[Your objective]: Every line of the records that holds the word "dark" should be copied out.

Saved entries:
◆ ◆ ◆

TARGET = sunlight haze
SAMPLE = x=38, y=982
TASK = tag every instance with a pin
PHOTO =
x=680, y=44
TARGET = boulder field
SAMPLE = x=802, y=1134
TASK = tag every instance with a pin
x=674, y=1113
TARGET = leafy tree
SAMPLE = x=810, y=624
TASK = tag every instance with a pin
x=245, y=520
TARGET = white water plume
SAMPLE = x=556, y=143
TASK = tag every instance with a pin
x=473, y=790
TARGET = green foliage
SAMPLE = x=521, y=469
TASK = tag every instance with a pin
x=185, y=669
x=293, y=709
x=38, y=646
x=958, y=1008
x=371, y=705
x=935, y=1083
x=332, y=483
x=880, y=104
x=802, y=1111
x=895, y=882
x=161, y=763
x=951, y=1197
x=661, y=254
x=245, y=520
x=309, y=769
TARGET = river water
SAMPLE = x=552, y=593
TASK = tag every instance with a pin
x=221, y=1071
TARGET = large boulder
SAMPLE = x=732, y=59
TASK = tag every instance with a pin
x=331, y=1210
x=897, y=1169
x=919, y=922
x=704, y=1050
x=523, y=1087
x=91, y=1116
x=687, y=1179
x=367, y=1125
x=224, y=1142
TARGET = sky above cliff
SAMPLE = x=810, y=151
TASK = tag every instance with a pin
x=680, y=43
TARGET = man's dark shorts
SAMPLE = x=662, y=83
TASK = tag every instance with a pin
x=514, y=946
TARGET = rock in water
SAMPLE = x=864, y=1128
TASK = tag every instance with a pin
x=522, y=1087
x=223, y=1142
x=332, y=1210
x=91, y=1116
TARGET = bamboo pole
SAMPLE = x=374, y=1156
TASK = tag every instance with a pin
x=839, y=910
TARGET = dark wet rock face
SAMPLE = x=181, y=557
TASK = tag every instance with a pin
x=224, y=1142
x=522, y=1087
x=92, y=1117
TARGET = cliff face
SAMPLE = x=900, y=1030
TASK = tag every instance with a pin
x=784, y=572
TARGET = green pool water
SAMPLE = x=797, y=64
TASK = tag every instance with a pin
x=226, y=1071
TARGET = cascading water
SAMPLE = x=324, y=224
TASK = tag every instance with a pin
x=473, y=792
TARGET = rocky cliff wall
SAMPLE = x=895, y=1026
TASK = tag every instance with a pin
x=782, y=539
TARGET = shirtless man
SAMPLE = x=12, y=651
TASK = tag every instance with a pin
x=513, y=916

◆ ◆ ◆

[Expected answer]:
TARGET = man's dark shorts
TARGET = dark wet rock face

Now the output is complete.